No texto sobre as multas aplicadas à CBS, qual é o valor total dessas multas?

## Texto fornecido
_____
As autoridades que regulam a comunicação so­cial têm vindo a aplicar à CBS várias multas, num to­tal de quatro milhões de dólares (pouco mais de três milhões de euros), por alegada "indecência" dos programas. O mamilo que Janet Jackson revelou du­rante o espectáculo de encerramento do campeonato de futebol americano, há dois anos, e a volúpia de algumas séries de culto são as principais razões invocadas. Redstone, claro, considera "péssima" a re­gulação de conteúdos. "O governo não deve de manei­ra nenhuma determinar aquilo que os americanos ou­vem ou vêem. O governo deve manter-se fora deste negócio", protestou. Em conversa com a NS’, reafirmou que "só o consumidor é que deve fazer escolhas" e que "o mercado deve ser regulado pelo mercado".
_____
## Dados
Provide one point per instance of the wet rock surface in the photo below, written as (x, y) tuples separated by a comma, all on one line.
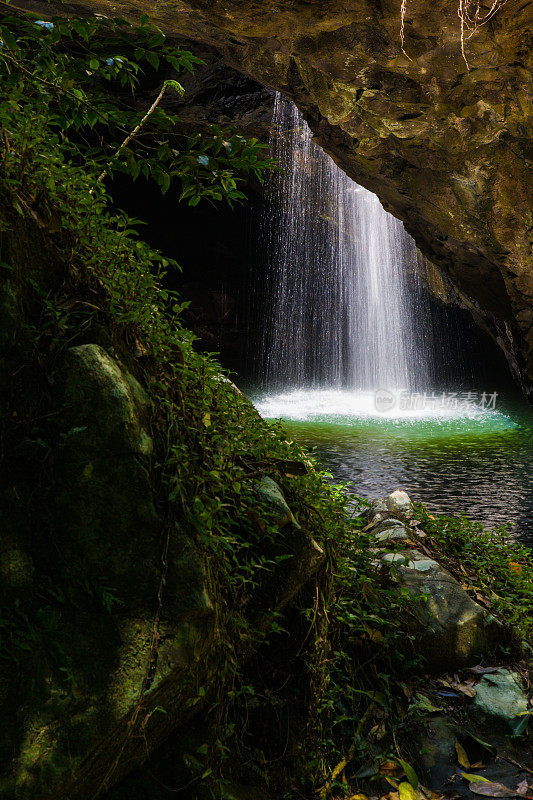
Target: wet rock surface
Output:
[(451, 629), (443, 141)]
_____
## Problema resolvido
O total é de quatro milhões de dólares, pouco mais de três milhões de euros.